■ EXCERPTED TEXT:
───

Apple's Earnings Report Critical for Stock Momentum
Walter Piecyk is hardly alone.
Piecyk is the BTIG technology analyst who downgraded Apple’s (NASDAQ: AAPL) stock two weeks ago from a buy to neutral, predicting (quite reasonably) that Apple cannot continue putting up record-breaking numbers quarter after quarter.
Since Piecyk issued his report Apple’s shares have fallen more than 10% and their slide continued Tuesday. The stock was down $14.31, or 2.5%, at $557.39, in afternoon trading.
In the wake of Piecyk’s downgrade, the release of Apple’s second quarter results after the close of markets on Tuesday is being viewed as a potentially crucial turning point in the direction of the tech giant’s shares.
Anticipation ahead of the report was palpable. The big unknown is how investors will respond to Apple’s numbers now that an analyst has openly questioned the company’s growth prospects.
In the fiercely loyal world of Apple consumers and investors the downgrade was tantamount to a personal insult.
But Piecyk's views are shared by any number of technology and market analysts who believe Apple’s stock has perhaps flown too close to the sun and that the shares are overdue for a correction.
Rob Enderle, president and principal analyst at the Enderle Group, said Apple’s stock has been pushed to “an artificial high driven by overaggressive buyers.”
This class of investor is simply buying the stock because it always seems to move higher, Enderle explained. They have little concern for the direction and future of the company itself, he said, and the stock price has soared accordingly, much like home prices soared a decade ago and dotcom stocks a few years before that.
That is to say, without justification.
"There’s a big gap between the company and where the stock should be trading, and that correction is going to be painful."
“It’s a bit like a Ponzi scheme,” Enderle said. “The money you’re making is artificial. It’s coming from the people coming in after you.”
Apple’s stock rose more than 80% from $350 in November to a high of $644 earlier this month. The Dow Jones Industrial average rose about 15% during the same period. Other technical parameters also suggest Apple’s shares are rising at an unsustainable pace. In other words, the stock could be experiencing a bubble that’s ready to burst.
Aswath Damodaran, a finance professor at New York University’s Stern School of Business, recently sold his Apple shares. Damodaran, who describes himself as “an investor interested in value,” said he takes no issue with the company itself. Instead, he’s concerned that Apple’s shares have been transformed into a momentum stock. And that scares him.
“It’s become a game, a momentum game,” he said.
When a stock is driven by investor momentum “everyone is taking their cues from everyone else,” Damodaran said. “The price becomes disconnected from the company. It’s driven by the whims of the crowd.”
Damodaran said the strongest proof that his fear has turned into reality is the frenzy surrounding Tuesday’s release of Apple’s results. “The whole world seems to waiting for Apple to release its earnings,” he said.

───

■ GIVEN ENTRIES:
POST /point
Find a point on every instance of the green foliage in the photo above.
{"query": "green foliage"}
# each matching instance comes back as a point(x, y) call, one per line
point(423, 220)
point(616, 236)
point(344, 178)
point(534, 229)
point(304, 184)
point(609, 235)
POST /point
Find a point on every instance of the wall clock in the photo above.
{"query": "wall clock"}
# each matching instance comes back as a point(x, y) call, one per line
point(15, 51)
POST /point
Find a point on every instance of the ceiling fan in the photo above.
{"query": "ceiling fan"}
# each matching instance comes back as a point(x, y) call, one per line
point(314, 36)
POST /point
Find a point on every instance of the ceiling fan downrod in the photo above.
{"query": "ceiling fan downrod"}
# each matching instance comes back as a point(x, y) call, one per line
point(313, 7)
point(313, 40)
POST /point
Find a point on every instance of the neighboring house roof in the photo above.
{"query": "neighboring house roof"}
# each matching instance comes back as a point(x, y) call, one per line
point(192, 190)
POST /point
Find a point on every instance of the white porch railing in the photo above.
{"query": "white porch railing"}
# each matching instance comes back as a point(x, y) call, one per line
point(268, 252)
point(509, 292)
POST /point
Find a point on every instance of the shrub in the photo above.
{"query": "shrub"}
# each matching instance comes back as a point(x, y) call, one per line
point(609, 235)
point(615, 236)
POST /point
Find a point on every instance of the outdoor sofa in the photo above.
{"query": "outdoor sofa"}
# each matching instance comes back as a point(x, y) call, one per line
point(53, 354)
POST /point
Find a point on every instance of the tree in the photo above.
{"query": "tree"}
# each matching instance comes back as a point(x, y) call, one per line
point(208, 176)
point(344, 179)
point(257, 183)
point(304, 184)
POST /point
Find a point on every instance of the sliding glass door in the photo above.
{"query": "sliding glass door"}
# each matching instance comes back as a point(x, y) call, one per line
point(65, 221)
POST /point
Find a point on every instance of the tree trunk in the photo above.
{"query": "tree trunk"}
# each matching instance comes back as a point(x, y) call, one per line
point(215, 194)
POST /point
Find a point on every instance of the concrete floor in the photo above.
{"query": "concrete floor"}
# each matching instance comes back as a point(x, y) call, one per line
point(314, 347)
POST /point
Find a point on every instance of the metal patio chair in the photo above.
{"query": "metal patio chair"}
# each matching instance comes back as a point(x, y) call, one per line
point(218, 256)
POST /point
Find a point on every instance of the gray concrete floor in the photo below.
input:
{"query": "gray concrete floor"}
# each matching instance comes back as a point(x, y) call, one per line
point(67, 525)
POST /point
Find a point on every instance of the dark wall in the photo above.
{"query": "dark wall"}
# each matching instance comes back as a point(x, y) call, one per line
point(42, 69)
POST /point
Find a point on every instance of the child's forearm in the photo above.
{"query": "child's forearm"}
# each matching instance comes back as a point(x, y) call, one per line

───

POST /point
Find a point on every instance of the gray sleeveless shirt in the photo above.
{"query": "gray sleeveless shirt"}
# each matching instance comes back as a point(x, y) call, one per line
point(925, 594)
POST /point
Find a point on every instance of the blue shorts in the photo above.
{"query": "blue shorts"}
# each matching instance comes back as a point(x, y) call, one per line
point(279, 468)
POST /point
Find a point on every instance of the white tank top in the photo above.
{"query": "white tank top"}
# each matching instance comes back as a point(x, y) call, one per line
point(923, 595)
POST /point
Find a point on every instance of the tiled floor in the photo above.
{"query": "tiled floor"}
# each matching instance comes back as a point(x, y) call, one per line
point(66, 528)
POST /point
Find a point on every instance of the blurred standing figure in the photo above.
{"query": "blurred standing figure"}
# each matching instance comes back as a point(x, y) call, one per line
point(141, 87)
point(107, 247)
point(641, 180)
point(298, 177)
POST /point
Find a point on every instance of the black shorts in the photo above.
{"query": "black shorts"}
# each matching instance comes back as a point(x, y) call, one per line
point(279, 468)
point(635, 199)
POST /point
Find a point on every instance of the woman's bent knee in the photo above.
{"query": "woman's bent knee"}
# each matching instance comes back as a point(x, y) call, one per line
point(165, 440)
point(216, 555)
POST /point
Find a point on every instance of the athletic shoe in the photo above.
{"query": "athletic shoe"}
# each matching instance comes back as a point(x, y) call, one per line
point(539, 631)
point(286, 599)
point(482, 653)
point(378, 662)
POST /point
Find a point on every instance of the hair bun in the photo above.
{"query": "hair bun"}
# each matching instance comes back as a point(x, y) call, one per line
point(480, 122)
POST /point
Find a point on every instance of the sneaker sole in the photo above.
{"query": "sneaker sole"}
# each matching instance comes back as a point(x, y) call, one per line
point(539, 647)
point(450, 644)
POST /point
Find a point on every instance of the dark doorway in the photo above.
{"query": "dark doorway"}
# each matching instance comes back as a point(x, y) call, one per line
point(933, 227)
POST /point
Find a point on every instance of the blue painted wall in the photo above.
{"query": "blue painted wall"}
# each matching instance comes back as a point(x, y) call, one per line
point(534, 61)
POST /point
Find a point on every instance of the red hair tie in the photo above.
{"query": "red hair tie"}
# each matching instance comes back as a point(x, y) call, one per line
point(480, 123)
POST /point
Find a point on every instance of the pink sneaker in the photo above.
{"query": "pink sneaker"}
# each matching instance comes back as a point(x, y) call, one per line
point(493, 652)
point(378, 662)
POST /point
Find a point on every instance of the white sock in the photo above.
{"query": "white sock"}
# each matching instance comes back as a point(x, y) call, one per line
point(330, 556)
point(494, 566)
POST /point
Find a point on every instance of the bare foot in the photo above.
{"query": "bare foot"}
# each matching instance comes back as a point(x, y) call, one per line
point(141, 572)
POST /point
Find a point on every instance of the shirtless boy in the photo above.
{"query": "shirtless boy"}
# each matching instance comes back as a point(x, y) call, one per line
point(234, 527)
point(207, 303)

───

■ REQUIRED WORK: Please give again the part of the article that opens with the words "Since Piecyk issued" and closes with "company’s growth prospects.", replacing "shares" with "stock". The lines above are unrelated to the article.

■ ANSWER BOX:
Since Piecyk issued his report Apple’s stock have fallen more than 10% and their slide continued Tuesday. The stock was down $14.31, or 2.5%, at $557.39, in afternoon trading.
In the wake of Piecyk’s downgrade, the release of Apple’s second quarter results after the close of markets on Tuesday is being viewed as a potentially crucial turning point in the direction of the tech giant’s stock.
Anticipation ahead of the report was palpable. The big unknown is how investors will respond to Apple’s numbers now that an analyst has openly questioned the company’s growth prospects.